BEGIN Supplied entries

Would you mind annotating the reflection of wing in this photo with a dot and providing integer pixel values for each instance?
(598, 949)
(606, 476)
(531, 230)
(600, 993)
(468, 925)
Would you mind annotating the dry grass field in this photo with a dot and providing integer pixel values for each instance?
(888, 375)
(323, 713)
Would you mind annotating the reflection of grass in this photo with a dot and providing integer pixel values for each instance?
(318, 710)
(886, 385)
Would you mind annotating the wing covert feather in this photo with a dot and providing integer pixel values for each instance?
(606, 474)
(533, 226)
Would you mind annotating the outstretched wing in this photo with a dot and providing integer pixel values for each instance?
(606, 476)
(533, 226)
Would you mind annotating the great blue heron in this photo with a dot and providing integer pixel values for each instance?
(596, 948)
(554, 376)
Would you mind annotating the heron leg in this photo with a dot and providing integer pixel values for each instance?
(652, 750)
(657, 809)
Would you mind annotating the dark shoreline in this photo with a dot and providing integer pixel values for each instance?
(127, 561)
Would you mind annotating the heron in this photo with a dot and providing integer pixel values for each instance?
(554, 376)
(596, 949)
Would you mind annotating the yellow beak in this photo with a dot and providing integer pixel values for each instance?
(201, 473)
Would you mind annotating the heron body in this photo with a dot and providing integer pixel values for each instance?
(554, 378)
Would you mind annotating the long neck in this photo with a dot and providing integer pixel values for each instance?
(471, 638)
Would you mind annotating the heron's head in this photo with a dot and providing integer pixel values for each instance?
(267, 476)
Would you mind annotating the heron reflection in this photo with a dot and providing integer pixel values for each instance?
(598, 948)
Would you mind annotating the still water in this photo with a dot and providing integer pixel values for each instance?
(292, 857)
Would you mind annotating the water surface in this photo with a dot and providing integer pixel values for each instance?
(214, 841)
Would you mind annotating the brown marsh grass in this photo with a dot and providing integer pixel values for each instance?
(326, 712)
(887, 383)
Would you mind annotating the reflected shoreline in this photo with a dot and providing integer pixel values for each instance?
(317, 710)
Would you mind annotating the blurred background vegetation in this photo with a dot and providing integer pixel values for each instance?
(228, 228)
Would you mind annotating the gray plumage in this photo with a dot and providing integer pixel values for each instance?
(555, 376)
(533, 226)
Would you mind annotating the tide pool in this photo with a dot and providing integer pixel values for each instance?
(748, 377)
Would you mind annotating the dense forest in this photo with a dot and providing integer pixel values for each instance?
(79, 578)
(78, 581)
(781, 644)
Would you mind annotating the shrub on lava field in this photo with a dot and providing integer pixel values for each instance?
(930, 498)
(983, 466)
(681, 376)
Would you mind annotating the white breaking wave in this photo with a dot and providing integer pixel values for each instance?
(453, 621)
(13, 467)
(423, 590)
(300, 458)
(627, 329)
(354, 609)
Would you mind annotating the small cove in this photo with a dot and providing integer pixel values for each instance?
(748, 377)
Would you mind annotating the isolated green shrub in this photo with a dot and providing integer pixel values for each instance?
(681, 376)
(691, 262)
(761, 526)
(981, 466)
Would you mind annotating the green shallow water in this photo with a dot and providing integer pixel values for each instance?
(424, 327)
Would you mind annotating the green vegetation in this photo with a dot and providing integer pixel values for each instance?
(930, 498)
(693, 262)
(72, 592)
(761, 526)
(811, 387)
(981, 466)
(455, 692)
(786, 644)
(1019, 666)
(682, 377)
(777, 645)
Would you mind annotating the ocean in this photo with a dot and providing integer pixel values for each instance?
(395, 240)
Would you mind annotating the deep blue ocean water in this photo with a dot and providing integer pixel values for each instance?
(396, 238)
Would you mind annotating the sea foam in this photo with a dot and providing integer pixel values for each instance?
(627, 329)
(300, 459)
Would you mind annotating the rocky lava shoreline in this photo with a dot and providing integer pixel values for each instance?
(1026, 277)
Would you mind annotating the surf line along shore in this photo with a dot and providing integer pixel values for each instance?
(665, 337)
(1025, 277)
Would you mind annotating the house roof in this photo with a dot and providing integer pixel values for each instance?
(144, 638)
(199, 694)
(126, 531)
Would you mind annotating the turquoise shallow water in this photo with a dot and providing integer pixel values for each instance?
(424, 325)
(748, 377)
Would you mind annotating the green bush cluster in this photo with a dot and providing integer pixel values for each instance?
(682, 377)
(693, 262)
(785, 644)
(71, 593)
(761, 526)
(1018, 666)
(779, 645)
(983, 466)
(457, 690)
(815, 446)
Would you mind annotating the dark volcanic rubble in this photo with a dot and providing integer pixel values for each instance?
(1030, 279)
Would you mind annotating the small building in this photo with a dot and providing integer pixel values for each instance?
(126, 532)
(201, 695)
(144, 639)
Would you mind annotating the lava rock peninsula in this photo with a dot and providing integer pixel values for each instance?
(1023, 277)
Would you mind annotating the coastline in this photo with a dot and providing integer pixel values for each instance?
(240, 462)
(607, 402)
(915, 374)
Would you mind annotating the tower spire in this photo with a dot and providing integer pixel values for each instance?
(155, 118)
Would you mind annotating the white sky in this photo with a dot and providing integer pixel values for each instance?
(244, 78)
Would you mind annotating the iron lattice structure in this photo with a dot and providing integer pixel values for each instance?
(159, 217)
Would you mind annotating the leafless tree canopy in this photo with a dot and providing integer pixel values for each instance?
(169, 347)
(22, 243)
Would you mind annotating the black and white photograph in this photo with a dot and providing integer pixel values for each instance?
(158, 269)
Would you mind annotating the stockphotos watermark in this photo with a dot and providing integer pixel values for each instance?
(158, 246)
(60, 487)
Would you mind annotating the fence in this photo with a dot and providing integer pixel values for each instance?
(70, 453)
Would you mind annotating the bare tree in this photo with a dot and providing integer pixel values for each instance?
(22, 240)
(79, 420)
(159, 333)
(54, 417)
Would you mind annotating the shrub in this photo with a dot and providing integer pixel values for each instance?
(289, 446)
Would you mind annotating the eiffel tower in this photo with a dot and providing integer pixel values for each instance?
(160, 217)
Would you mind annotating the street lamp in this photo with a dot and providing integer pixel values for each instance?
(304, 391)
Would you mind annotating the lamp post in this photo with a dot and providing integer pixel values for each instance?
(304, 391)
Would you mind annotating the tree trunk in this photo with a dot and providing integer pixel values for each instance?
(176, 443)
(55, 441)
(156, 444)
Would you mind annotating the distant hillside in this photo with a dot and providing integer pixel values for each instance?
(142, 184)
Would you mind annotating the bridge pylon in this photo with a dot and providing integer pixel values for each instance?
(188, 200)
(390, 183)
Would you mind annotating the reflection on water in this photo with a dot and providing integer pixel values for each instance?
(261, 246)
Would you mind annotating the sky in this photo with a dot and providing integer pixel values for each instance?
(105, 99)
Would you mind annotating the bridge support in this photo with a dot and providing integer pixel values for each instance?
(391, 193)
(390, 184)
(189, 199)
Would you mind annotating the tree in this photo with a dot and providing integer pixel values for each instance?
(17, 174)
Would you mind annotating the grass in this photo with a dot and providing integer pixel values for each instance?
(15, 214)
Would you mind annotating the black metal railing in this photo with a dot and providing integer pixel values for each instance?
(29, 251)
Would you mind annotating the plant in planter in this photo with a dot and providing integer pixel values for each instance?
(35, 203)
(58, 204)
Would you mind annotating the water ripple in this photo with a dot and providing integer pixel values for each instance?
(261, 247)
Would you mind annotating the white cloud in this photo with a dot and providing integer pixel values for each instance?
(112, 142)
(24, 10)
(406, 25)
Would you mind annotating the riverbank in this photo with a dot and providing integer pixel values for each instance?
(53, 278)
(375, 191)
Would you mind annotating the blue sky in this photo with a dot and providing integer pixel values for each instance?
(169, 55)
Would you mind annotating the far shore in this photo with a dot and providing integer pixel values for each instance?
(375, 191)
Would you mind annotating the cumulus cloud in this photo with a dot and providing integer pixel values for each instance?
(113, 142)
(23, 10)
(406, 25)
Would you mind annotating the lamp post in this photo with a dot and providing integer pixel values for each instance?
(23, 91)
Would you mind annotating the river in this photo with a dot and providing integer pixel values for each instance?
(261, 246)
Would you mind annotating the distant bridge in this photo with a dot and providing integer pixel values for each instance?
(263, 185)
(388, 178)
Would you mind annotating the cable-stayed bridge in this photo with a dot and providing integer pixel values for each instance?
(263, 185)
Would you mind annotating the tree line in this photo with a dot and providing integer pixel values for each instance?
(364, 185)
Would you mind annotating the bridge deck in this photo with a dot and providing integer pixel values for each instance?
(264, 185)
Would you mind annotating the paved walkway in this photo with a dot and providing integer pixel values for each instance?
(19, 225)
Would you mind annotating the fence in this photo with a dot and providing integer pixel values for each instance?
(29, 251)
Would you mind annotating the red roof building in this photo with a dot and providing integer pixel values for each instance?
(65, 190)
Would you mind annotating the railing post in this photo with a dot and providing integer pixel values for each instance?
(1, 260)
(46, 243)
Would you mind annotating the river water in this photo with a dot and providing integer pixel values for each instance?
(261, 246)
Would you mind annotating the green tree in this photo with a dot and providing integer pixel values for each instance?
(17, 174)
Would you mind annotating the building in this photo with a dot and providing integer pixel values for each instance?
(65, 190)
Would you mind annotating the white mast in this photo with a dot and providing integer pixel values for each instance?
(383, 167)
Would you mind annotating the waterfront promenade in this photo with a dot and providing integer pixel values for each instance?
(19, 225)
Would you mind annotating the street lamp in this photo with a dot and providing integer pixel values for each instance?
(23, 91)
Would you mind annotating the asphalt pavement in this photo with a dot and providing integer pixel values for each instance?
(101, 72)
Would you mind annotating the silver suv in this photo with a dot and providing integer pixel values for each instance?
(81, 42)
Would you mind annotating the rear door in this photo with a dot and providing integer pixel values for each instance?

END Supplied entries

Action item: Everything from the line containing "Would you mind annotating the building" to the end of the records must be written out exactly; include both of those lines and no others.

Response:
Would you mind annotating the building in this photo with a dot and providing integer pixel values for each instance?
(65, 190)
Would you mind annotating the white mast in this photo with a dot and providing integer pixel values for each instance?
(383, 167)
Would you mind annotating the waterfront promenade in this photo with a dot and providing integer pixel values for each instance?
(19, 225)
Would you mind annotating the street lamp in this photo with a dot and providing integer pixel values for each instance?
(23, 91)
Would you mind annotating the asphalt pavement in this photo with a dot and providing integer pixel values for each instance?
(101, 72)
Would you mind annotating the silver suv in this photo with a dot and providing integer pixel values for each instance?
(81, 42)
Would you mind annotating the rear door in this photo with a dot and providing integer pixel values for each instance?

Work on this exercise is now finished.